**Qué se pide**: Cita literalmente el tramo del texto sobre Mariano Rajoy que aparece más abajo, desde "Los debates del" hasta "a otro tema.".

**Texto de origen**:
+++
El presidente del gobierno, Mariano Rajoy. / Europa Press

Jose A. Pérez Ledo

No debe de resultar fácil ser Mariano Rajoy en días como el de ayer. Imagíneselo anudándose la corbata, muy pronto por la mañana, mientras repasa ese argumentario largamente diseñado por las mentes pensantes del partido. “Esto no lo toques, aquí no te asomes, de este tema huye”.

Los debates del estado de la nación son un campo minado. Mariano sabe que, en cualquier momento, puede pisar una carga explosiva y salir volando con todo el equipo. Por eso, mientras se anuda la corbata frente al espejo, repite: “Todos los países me felicitan”. Ésa es su idea fuerza, así lo han determinado sus analistas: España va bien porque lo dicen otros.

Sabe que, tarde o temprano, alguien sacará a relucir la corrupción. No lo harán los socialistas por razones obvias; será UPyD o los filoterroristas de Bildu. Cuando salga el tema, así se lo han escrito, él debe entonar un mea culpa de exactamente cuatro segundos y luego asegurará, muy serio, que la corrupción es hoy más difícil que ayer pero menos que mañana. Y a otro tema.
+++
**Muestra de datos**:

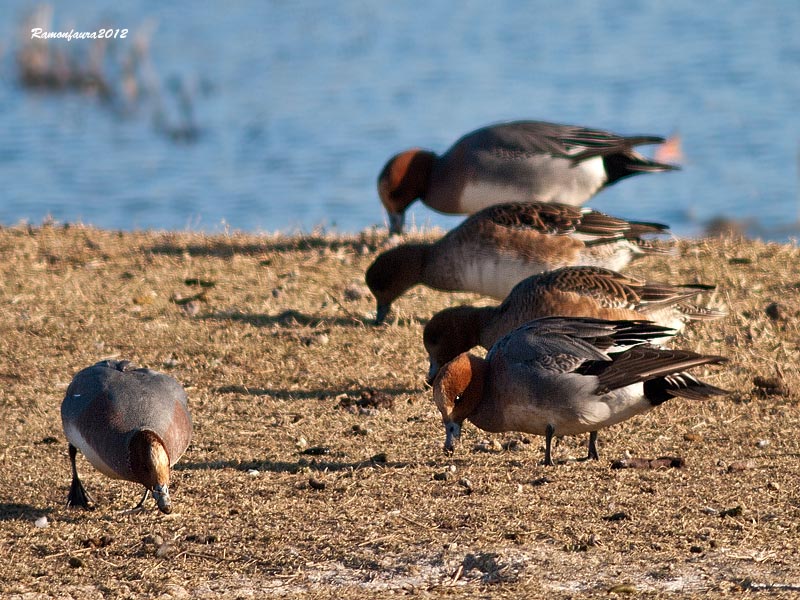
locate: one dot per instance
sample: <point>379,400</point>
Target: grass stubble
<point>316,467</point>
+++
**Solución del ejercicio**:
Los debates del estado de la nación son un campo minado. Mariano sabe que, en cualquier momento, puede pisar una carga explosiva y salir volando con todo el equipo. Por eso, mientras se anuda la corbata frente al espejo, repite: “Todos los países me felicitan”. Ésa es su idea fuerza, así lo han determinado sus analistas: España va bien porque lo dicen otros.

Sabe que, tarde o temprano, alguien sacará a relucir la corrupción. No lo harán los socialistas por razones obvias; será UPyD o los filoterroristas de Bildu. Cuando salga el tema, así se lo han escrito, él debe entonar un mea culpa de exactamente cuatro segundos y luego asegurará, muy serio, que la corrupción es hoy más difícil que ayer pero menos que mañana. Y a otro tema.